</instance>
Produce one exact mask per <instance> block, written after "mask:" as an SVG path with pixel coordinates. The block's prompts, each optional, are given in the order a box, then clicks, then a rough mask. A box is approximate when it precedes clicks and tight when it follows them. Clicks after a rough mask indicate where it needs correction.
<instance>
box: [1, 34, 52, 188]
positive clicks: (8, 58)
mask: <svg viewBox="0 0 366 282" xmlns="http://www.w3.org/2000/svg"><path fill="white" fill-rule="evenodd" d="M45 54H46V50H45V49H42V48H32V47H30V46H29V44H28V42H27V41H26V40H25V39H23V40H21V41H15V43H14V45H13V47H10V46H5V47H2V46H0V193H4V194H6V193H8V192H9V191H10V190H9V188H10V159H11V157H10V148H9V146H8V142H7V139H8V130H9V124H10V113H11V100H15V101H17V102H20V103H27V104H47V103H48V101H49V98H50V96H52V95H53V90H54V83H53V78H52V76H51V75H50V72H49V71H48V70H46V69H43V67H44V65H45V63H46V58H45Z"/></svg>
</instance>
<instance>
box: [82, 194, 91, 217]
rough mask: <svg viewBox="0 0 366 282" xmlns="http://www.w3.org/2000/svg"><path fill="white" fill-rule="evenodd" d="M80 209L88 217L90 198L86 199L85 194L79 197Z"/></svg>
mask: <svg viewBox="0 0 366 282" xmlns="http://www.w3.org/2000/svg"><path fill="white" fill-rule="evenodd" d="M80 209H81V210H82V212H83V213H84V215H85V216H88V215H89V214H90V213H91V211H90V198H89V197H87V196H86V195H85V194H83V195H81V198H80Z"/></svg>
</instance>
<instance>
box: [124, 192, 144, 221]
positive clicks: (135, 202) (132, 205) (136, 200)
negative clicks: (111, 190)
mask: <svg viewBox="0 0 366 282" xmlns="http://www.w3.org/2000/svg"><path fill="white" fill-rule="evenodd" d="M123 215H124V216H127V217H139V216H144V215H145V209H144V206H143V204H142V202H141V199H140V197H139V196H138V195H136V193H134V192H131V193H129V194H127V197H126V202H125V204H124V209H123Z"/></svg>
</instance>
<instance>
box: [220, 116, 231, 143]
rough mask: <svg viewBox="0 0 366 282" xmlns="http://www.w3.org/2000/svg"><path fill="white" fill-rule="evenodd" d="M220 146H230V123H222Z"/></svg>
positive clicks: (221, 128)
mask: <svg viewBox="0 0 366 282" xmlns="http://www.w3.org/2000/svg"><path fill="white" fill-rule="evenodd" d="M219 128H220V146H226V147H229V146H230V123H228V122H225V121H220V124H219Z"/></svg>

----

The line above containing "Produce one exact", the line containing "box: [1, 34, 52, 188]", and every line between them are to be transcribed exactly; no other line is wanted.

Solution:
Produce one exact mask per <instance> block, written after "mask:" as an SVG path with pixel coordinates. The block's prompts, each optional, are given in the order a box, then clicks, then a rough mask. A box is approximate when it precedes clicks and tight when it follows them. Clicks after a rough mask indicate where it needs correction.
<instance>
box: [1, 34, 52, 188]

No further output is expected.